## Problem to work on
Please copy the lines exactly, starting with the line that contains "Report one dot per instance of the metal support" and continuing through the end of the material.

==== Data for this exercise ====

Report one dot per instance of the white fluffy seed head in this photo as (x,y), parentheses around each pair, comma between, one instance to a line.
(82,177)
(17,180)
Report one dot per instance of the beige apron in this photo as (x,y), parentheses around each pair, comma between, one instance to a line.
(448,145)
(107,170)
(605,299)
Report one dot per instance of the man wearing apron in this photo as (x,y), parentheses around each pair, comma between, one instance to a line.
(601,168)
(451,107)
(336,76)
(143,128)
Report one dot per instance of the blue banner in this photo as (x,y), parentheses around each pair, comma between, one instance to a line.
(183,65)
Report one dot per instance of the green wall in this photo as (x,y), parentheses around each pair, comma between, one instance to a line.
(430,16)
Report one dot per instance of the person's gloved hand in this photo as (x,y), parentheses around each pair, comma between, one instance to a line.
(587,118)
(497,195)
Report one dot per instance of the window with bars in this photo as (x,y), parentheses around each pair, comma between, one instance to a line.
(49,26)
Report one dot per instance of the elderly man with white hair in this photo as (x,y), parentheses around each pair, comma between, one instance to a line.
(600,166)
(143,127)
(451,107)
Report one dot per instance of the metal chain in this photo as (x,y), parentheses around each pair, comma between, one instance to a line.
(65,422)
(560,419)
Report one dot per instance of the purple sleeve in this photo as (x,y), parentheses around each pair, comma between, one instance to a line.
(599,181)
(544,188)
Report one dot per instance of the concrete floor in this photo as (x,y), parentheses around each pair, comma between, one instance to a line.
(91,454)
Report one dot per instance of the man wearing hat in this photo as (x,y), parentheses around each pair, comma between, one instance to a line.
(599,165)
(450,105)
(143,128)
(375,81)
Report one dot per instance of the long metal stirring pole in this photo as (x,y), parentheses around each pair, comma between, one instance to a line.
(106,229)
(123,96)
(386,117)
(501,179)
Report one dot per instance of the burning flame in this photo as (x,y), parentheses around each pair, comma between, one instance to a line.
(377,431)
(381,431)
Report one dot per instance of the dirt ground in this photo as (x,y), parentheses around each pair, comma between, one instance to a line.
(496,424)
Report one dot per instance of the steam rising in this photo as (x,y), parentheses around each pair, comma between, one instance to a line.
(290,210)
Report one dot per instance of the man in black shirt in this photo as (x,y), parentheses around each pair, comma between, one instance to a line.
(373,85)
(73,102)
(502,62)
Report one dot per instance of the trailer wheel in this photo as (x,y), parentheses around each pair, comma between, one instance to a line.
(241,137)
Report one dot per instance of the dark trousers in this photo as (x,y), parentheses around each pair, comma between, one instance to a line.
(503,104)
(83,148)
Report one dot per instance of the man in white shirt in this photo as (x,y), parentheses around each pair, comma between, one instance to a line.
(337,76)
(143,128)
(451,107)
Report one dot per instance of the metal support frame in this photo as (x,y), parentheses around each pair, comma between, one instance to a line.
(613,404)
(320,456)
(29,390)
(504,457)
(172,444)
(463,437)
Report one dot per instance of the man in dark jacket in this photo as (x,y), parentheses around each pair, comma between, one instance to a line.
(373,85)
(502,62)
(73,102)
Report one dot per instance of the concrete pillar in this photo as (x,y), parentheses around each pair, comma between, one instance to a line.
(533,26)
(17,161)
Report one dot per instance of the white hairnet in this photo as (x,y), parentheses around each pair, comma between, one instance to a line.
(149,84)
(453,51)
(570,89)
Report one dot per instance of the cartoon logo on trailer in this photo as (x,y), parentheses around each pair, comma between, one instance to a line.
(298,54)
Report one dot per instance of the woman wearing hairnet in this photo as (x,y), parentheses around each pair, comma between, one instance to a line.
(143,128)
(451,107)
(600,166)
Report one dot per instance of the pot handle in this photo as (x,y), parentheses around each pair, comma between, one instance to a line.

====

## The response
Report one dot per instance of the metal support frame in this photo as (x,y), parentheses around each pair, comma between, one instance to a line.
(613,404)
(320,456)
(29,390)
(504,457)
(172,444)
(463,437)
Report one dot per instance of the man in dark jacket in this photo as (x,y), parentheses around each pair, comma between, one instance to a line.
(373,85)
(502,62)
(73,102)
Report one dot per instance of the concrete pillar in this photo as (x,y), parentheses around each pair, comma between, one instance to a line.
(533,26)
(17,161)
Report one dot per instance of the white hairnet in this photo as (x,y), parentheses around each pair, comma between, one instance to a line.
(149,84)
(453,51)
(570,89)
Report one dot per instance of the cartoon logo on trailer in this photo as (x,y), parentheses around each pair, comma between, one instance to a line.
(298,54)
Report one dot per instance of the woman wearing hairnet in this photo as (x,y), parentheses around each pair, comma between, one instance to a line.
(143,128)
(451,107)
(600,166)
Report one dot per instance of the pot handle in this photo as (x,y), parentheses around each pair, comma between, one instance to a line.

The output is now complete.